* **EXERCISE DIRECTIONS**: In the data below, find the line containing "Check that every instance of the floral"; reproduce that line and all subsequent lines exactly, and nothing else.

* **GIVEN ENTRIES**:

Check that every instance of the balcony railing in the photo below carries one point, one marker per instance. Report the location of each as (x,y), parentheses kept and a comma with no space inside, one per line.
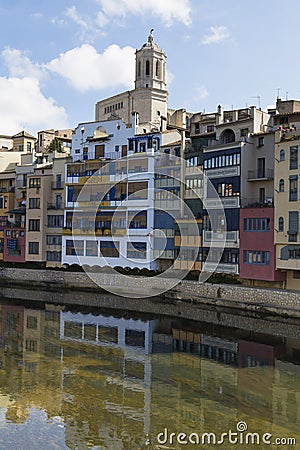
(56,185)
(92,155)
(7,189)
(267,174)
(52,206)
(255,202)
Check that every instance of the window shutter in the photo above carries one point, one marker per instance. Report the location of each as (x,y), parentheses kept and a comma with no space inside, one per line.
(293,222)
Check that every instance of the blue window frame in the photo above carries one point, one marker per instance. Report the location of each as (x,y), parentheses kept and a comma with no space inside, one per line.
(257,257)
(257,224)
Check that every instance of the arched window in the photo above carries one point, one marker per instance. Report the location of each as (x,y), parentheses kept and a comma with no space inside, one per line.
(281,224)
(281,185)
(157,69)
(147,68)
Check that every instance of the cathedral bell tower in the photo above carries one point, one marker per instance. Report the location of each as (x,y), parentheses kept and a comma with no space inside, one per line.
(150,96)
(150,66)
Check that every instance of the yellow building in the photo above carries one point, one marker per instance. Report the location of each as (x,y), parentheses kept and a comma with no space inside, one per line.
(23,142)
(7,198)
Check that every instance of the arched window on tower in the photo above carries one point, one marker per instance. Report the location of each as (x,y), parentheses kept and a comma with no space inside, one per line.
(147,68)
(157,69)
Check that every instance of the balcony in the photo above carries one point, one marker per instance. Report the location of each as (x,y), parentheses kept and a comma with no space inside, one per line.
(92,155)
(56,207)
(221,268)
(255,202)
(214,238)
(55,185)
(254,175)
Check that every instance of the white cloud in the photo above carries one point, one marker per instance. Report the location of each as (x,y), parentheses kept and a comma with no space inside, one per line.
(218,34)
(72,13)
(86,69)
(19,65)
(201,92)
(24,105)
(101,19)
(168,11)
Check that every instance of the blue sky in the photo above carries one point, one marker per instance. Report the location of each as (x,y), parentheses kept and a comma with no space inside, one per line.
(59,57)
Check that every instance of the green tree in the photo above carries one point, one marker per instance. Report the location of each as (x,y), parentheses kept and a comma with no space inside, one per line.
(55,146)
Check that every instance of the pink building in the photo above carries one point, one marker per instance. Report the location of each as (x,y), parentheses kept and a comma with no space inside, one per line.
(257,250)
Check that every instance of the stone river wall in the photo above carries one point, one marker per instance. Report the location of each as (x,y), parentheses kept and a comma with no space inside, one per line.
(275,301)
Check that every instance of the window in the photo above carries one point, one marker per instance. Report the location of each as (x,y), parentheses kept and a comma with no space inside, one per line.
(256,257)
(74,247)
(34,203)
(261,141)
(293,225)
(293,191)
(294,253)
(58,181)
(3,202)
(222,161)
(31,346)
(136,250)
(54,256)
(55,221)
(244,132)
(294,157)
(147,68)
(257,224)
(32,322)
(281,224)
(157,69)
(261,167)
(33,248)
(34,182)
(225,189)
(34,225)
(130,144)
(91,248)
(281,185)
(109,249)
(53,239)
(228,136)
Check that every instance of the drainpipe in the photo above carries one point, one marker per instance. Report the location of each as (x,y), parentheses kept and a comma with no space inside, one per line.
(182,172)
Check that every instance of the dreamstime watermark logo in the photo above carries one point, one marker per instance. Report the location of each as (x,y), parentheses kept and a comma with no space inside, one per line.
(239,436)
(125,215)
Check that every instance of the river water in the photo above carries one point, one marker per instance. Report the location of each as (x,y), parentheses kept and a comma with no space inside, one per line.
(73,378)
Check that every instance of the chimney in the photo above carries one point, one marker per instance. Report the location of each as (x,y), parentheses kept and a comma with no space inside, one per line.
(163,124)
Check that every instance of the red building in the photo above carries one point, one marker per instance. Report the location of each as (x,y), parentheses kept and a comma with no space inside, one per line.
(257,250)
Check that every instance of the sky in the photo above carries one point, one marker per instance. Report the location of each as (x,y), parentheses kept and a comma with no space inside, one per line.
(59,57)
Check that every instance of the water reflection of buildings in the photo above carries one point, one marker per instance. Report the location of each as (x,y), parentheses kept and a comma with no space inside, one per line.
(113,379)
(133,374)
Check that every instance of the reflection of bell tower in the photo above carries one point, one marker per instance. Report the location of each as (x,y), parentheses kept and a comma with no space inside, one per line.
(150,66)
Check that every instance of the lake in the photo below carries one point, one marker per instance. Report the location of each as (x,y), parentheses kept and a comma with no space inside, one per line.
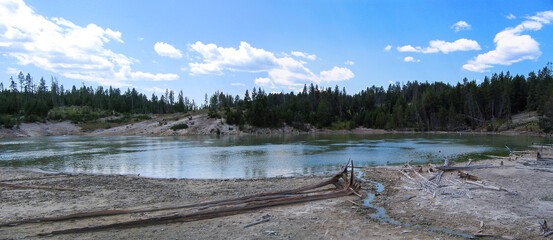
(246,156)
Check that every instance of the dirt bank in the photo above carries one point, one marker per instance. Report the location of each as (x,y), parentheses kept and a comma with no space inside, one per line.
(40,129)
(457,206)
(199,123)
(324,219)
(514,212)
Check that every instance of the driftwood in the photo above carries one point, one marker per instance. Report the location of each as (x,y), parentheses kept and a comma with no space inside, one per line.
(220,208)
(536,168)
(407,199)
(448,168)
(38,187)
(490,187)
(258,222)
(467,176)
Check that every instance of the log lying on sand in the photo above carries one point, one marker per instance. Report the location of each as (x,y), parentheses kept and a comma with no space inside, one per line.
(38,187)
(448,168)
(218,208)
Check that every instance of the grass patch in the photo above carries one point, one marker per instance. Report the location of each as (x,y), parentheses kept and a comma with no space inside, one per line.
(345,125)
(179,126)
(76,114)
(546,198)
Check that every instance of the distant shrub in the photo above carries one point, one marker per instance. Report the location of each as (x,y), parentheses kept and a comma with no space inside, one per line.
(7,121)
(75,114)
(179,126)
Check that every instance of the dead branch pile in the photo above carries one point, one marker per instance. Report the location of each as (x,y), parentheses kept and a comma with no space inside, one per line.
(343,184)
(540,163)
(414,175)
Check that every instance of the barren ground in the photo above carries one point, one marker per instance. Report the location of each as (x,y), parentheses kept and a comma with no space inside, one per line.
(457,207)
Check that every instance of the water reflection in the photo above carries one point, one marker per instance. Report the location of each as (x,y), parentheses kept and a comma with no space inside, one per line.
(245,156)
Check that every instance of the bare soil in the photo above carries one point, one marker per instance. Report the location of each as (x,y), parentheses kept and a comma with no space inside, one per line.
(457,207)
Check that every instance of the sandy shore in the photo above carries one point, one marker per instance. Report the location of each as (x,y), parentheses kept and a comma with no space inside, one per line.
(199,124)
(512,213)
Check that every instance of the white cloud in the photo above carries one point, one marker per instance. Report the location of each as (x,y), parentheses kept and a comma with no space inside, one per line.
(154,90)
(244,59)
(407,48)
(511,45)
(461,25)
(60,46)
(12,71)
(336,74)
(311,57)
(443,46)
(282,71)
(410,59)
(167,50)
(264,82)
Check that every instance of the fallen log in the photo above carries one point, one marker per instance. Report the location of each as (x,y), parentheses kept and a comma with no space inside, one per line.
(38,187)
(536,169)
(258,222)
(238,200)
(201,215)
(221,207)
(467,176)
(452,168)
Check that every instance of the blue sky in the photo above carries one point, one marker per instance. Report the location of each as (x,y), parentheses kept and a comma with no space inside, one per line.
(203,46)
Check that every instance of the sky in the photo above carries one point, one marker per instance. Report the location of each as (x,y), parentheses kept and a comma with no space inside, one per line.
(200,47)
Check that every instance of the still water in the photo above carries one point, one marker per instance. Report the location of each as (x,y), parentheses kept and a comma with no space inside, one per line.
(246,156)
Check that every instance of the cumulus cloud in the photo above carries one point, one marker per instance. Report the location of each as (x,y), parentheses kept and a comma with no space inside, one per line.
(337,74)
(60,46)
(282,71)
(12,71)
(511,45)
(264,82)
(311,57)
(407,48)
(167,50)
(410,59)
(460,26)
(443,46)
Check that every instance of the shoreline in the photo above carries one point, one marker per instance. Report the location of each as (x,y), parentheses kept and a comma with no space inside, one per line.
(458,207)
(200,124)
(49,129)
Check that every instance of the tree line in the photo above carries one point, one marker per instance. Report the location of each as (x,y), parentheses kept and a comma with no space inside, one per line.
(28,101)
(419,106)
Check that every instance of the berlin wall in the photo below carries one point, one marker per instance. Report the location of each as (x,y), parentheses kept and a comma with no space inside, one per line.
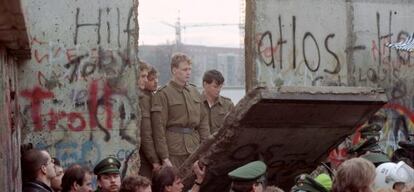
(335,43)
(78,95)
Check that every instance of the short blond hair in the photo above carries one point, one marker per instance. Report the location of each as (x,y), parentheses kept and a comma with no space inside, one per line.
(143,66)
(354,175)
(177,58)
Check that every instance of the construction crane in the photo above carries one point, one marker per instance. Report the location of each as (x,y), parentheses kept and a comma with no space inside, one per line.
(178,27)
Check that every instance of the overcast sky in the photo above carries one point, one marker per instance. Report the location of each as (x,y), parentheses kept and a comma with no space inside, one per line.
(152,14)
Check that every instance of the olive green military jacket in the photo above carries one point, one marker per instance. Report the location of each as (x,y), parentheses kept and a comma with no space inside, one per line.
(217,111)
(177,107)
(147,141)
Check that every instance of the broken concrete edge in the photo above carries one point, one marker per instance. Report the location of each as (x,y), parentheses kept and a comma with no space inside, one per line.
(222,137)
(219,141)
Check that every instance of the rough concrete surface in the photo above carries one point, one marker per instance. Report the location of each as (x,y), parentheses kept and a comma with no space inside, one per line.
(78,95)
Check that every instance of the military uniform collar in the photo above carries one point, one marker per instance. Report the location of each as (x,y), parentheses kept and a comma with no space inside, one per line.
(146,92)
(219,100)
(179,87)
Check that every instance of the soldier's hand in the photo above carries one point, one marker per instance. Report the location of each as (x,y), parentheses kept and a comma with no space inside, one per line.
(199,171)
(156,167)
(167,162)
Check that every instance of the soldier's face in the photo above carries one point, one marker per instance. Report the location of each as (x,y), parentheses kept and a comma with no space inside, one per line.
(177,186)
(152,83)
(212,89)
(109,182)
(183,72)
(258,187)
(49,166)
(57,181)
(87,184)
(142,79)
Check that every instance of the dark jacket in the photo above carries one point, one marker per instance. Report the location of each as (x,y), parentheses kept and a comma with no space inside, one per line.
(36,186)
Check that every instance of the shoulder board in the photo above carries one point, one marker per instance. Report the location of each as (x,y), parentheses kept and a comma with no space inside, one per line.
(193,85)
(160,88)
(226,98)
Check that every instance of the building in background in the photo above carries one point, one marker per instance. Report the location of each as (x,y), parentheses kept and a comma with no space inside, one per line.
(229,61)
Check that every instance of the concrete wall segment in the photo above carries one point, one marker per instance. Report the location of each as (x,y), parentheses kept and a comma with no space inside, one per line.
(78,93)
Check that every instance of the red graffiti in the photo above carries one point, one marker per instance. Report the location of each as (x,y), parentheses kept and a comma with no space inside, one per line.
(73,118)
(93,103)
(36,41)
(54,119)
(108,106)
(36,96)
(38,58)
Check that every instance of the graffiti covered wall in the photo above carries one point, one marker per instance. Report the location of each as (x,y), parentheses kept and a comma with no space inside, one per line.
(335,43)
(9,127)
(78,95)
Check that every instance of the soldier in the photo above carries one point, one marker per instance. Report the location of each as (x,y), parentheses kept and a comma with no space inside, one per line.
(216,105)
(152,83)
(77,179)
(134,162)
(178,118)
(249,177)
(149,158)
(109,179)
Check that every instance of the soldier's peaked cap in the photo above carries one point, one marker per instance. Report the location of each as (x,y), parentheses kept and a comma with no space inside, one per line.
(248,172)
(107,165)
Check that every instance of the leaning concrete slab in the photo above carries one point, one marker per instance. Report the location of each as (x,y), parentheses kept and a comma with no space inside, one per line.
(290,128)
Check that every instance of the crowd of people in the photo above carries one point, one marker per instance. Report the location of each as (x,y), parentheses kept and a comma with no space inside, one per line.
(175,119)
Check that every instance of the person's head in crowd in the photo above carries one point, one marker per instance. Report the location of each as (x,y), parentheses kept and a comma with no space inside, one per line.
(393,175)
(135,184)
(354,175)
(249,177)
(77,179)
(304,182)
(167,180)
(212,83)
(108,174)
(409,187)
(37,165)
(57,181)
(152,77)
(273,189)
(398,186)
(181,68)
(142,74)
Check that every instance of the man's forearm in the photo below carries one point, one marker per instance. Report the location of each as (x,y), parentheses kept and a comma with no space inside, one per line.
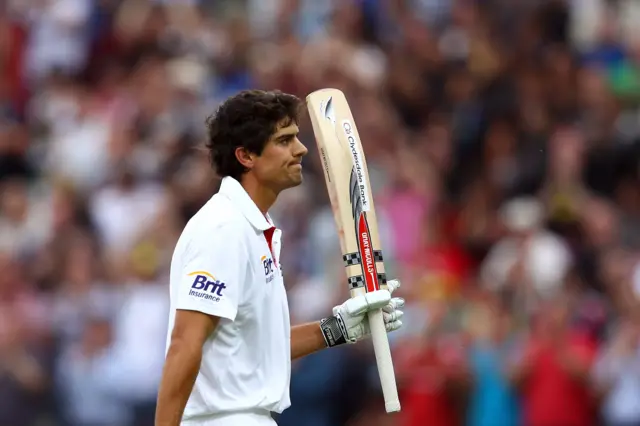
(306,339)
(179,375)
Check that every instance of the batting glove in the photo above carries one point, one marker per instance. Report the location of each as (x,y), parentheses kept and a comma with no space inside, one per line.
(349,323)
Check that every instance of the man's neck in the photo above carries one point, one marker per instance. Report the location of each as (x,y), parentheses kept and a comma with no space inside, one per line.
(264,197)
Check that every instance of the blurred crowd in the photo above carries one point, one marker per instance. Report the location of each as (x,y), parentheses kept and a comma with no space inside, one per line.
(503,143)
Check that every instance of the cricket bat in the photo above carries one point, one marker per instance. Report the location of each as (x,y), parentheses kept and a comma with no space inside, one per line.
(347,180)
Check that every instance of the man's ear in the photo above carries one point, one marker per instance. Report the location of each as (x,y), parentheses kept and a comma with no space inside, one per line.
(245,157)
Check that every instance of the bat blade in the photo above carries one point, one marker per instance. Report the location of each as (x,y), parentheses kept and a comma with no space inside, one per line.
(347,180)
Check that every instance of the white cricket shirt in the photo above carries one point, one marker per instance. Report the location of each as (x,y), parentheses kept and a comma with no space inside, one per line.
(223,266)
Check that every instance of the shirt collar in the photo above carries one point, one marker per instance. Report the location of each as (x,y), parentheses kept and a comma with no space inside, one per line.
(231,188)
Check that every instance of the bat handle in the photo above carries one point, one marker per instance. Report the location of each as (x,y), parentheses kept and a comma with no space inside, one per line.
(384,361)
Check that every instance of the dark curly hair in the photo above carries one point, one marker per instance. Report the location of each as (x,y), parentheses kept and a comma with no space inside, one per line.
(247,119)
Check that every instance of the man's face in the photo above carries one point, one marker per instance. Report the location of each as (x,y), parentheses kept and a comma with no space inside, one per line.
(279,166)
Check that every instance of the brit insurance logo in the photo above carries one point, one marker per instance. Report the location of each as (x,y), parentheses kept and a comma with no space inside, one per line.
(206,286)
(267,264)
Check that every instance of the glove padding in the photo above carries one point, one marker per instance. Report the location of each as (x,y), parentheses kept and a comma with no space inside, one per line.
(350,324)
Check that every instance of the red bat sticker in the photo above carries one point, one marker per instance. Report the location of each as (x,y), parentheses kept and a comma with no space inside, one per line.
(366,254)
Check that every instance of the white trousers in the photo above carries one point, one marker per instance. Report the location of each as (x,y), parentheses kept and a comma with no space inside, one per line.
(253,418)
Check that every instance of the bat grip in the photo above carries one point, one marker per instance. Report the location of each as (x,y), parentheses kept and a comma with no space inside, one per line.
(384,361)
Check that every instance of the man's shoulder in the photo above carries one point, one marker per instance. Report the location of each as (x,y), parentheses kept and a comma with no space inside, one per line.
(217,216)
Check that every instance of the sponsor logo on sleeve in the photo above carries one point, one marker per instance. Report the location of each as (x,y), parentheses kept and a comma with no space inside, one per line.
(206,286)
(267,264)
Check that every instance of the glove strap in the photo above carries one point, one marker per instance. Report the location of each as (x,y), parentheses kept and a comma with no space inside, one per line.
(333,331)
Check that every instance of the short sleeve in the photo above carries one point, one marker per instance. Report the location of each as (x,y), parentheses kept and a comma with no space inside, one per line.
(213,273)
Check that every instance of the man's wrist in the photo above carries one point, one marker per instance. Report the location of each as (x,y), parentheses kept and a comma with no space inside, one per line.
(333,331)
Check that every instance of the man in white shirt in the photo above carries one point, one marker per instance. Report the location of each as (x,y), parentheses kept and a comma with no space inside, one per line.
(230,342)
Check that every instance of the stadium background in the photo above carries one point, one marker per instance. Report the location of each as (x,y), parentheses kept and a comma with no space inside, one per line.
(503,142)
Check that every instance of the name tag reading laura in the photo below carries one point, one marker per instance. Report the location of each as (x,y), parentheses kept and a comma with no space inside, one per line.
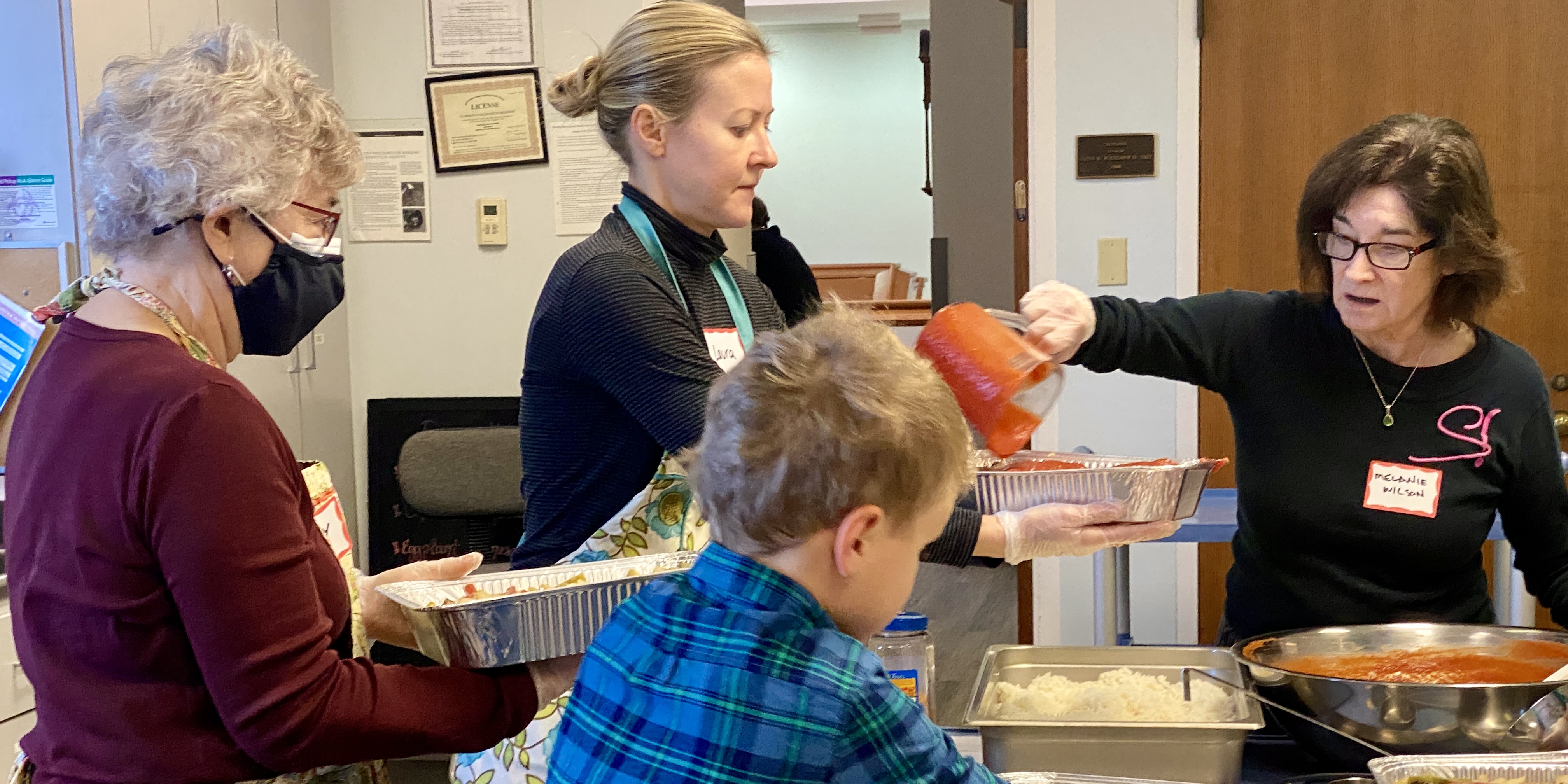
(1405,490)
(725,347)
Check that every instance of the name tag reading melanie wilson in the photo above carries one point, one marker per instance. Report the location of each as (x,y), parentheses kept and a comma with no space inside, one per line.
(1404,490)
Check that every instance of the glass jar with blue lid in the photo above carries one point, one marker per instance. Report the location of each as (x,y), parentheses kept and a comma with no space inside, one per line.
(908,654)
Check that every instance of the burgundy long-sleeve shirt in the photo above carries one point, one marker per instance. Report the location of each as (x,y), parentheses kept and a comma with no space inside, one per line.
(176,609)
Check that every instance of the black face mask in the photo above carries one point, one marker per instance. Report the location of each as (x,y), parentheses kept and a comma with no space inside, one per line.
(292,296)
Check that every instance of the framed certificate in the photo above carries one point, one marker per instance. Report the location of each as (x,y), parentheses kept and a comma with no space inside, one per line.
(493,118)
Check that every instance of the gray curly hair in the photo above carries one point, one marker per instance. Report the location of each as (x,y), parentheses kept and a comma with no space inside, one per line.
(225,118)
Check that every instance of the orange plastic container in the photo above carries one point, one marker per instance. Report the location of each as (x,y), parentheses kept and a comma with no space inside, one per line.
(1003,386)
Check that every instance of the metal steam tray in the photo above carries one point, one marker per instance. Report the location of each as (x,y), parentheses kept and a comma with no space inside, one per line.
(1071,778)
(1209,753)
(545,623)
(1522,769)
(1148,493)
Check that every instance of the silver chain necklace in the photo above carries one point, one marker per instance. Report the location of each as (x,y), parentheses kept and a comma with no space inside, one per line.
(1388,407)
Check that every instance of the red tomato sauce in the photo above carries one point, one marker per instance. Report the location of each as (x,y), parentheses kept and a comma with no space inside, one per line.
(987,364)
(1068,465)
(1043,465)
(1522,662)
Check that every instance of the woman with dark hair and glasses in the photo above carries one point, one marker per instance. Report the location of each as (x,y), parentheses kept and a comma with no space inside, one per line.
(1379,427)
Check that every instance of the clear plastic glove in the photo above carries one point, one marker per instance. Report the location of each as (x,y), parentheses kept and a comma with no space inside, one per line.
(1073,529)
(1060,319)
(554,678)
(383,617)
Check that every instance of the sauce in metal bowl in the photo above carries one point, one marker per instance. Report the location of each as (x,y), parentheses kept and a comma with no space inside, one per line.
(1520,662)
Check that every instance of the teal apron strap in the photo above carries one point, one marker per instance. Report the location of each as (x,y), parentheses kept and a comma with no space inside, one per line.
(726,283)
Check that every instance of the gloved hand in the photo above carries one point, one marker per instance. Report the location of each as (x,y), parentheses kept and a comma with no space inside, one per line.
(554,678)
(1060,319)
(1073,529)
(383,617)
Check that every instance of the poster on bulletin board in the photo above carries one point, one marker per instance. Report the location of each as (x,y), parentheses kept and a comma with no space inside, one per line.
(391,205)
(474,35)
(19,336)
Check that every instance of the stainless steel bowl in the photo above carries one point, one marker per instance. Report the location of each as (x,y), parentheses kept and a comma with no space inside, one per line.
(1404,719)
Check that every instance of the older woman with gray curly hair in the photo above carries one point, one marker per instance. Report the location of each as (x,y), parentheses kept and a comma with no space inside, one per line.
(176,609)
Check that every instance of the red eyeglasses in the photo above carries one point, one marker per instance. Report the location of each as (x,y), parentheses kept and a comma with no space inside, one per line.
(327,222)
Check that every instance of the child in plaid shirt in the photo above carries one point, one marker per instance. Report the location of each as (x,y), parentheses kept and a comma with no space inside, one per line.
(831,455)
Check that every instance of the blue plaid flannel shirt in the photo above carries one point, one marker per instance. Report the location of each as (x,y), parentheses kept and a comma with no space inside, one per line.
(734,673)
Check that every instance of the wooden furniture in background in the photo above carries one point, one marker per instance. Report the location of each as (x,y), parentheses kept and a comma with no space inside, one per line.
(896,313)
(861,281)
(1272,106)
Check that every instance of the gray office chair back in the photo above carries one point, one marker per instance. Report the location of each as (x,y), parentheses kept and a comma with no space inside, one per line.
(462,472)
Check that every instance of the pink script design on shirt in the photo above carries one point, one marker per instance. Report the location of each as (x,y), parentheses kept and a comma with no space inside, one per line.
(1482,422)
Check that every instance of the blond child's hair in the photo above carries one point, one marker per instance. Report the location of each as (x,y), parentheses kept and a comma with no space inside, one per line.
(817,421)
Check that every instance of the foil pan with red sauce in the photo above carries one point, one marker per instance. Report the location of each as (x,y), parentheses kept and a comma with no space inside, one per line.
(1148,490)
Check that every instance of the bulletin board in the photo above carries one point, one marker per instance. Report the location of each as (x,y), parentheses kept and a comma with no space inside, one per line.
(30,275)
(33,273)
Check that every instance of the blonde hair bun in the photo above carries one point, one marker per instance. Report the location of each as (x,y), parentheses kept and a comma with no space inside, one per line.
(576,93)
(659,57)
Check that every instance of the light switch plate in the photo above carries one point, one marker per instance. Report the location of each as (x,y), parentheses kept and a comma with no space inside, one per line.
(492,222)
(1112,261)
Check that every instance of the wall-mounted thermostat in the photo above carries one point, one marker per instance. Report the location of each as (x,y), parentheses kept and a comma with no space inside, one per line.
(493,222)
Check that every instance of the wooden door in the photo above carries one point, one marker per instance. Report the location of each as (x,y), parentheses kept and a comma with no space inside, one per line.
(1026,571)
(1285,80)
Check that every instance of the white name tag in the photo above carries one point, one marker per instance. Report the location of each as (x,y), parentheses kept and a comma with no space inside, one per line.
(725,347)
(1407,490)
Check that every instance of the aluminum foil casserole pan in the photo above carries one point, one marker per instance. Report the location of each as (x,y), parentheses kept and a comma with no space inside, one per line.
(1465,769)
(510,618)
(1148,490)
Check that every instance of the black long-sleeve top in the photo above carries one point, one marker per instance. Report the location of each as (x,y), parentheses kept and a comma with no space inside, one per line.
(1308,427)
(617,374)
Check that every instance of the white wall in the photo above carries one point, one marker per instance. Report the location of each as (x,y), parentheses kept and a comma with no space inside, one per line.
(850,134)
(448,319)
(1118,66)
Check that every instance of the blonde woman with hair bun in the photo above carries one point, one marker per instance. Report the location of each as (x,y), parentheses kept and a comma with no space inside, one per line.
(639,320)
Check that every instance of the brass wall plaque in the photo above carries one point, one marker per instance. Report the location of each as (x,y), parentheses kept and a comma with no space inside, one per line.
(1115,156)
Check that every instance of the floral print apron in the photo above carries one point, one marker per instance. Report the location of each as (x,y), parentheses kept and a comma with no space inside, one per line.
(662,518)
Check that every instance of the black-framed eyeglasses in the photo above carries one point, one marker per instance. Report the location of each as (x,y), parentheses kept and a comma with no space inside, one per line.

* **TASK RESPONSE**:
Check that every instance of the floral print apron in the photo above carries one point, one marker per instance. Report the location of each as (x,y), parentheses kept and a comma with no space inside, one per line.
(662,518)
Check that every instance of the black-framed eyeglasses in the photo above carries one point, one marker per instance. Report the location of each as (x,y), parentheses kept and a comma with no space inside, one per line.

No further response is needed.